• What is required:
Please pick out each line of the items below that contains the word "appear", treating uppercase and lowercase as different.

*** Provided records ***

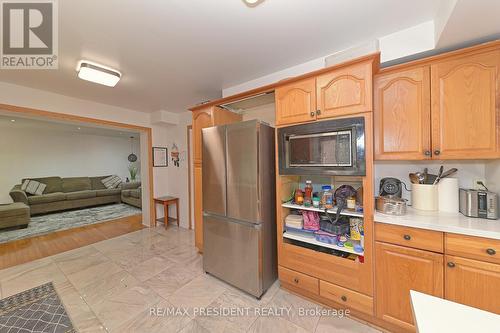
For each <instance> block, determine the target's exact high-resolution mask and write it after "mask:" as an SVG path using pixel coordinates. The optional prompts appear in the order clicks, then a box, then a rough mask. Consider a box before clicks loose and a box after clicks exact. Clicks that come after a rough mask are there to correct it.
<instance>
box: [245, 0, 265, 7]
mask: <svg viewBox="0 0 500 333" xmlns="http://www.w3.org/2000/svg"><path fill="white" fill-rule="evenodd" d="M243 2H244V3H245V4H246V5H247V6H248V7H255V6H257V5H259V4H260V3H261V2H264V0H243Z"/></svg>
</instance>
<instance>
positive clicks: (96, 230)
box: [0, 214, 145, 269]
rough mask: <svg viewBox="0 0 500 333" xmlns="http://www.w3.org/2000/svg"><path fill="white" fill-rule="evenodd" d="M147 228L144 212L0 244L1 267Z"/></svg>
mask: <svg viewBox="0 0 500 333" xmlns="http://www.w3.org/2000/svg"><path fill="white" fill-rule="evenodd" d="M143 228H145V226H144V225H142V215H141V214H139V215H133V216H127V217H124V218H121V219H117V220H113V221H107V222H103V223H98V224H91V225H87V226H84V227H79V228H74V229H68V230H61V231H56V232H53V233H50V234H47V235H42V236H36V237H32V238H26V239H21V240H17V241H12V242H8V243H3V244H0V269H3V268H7V267H11V266H16V265H19V264H23V263H26V262H29V261H33V260H36V259H40V258H44V257H48V256H51V255H54V254H57V253H61V252H65V251H69V250H72V249H75V248H78V247H82V246H85V245H89V244H93V243H96V242H100V241H102V240H106V239H110V238H114V237H117V236H120V235H123V234H127V233H129V232H133V231H137V230H140V229H143Z"/></svg>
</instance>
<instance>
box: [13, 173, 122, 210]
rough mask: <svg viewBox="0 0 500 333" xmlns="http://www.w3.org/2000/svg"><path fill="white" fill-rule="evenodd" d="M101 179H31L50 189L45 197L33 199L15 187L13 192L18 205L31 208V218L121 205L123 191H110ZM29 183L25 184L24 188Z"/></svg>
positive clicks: (35, 178) (74, 177) (17, 185)
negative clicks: (91, 206) (44, 214)
mask: <svg viewBox="0 0 500 333" xmlns="http://www.w3.org/2000/svg"><path fill="white" fill-rule="evenodd" d="M106 177H108V176H101V177H70V178H61V177H44V178H29V179H32V180H36V181H38V182H40V183H43V184H45V185H47V186H46V188H45V190H44V192H43V194H42V195H30V194H27V193H26V192H24V191H23V190H21V185H20V184H19V185H15V186H14V188H13V189H12V190H11V191H10V196H11V198H12V200H14V202H20V203H24V204H25V205H27V206H29V208H30V213H31V216H33V215H38V214H45V213H52V212H58V211H63V210H68V209H77V208H85V207H91V206H98V205H104V204H109V203H120V202H121V194H122V189H121V187H120V188H116V189H107V188H106V187H105V186H104V184H103V183H102V181H101V180H102V179H104V178H106ZM24 180H25V179H23V180H22V181H21V184H22V183H23V182H24Z"/></svg>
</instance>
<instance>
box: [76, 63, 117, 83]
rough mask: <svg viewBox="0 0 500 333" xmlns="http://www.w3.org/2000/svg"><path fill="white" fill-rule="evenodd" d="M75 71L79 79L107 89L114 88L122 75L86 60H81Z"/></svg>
mask: <svg viewBox="0 0 500 333" xmlns="http://www.w3.org/2000/svg"><path fill="white" fill-rule="evenodd" d="M77 71H78V77H79V78H80V79H82V80H87V81H91V82H95V83H99V84H102V85H105V86H108V87H114V86H116V84H117V83H118V81H120V79H121V77H122V74H121V73H120V72H118V71H117V70H116V69H112V68H109V67H106V66H103V65H99V64H96V63H94V62H90V61H87V60H81V61H80V62H79V63H78V67H77Z"/></svg>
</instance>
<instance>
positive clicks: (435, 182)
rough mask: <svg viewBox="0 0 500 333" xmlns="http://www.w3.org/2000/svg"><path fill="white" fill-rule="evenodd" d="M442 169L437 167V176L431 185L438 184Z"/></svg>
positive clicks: (442, 169) (441, 167)
mask: <svg viewBox="0 0 500 333" xmlns="http://www.w3.org/2000/svg"><path fill="white" fill-rule="evenodd" d="M443 169H444V166H442V165H441V166H440V167H439V173H438V176H437V178H436V180H435V181H434V183H432V184H433V185H436V184H437V183H438V182H439V178H441V175H442V174H443Z"/></svg>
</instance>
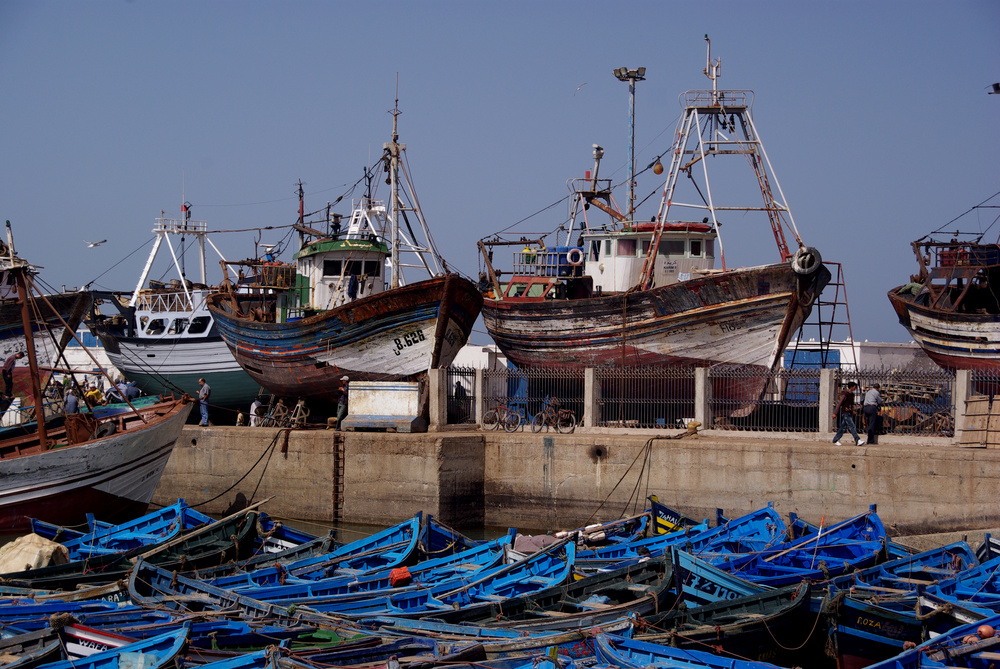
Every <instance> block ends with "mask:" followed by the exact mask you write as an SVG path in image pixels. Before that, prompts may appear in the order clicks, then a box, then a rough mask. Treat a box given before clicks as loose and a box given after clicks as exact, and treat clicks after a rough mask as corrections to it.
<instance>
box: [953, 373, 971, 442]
mask: <svg viewBox="0 0 1000 669" xmlns="http://www.w3.org/2000/svg"><path fill="white" fill-rule="evenodd" d="M971 394H972V371H971V370H968V369H957V370H955V384H954V385H953V386H952V387H951V402H952V407H951V409H952V413H951V415H952V416H954V417H955V443H956V444H960V443H962V430H964V429H965V411H966V408H967V406H966V403H967V402H968V401H969V397H970V395H971Z"/></svg>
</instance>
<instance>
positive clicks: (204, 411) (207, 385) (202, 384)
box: [198, 379, 212, 427]
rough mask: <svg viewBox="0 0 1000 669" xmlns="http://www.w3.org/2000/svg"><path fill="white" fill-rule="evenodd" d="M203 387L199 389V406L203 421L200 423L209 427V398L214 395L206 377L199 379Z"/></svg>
mask: <svg viewBox="0 0 1000 669" xmlns="http://www.w3.org/2000/svg"><path fill="white" fill-rule="evenodd" d="M198 384H199V385H200V386H201V388H200V389H199V390H198V408H199V409H201V422H200V423H199V425H201V426H202V427H208V400H209V398H210V397H211V396H212V387H211V386H210V385H208V383H206V382H205V379H198Z"/></svg>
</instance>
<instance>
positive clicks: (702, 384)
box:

*** End of Provided records ***

• Solution to this exercise:
For each <instance> block, determine the target's exact high-resolution mask and write it after "mask:" as an SVG path using pixel coordinates. The optional prompts appear in the order clicks, then a box, then a rough mask. Consider a box before clicks loose and a box after clicks exact. Clicks that come after a rough mask are there to correct it.
Every <instance> block ends with "mask:" followed by the exact mask you write as an SVG path in image pixels. Before that, prompts may appear in the order clicks, then a box, then a rough mask. Treat a box given before clicks as loose and a box given after clicks as exact, and treat clicks after a rough mask as corrections to it.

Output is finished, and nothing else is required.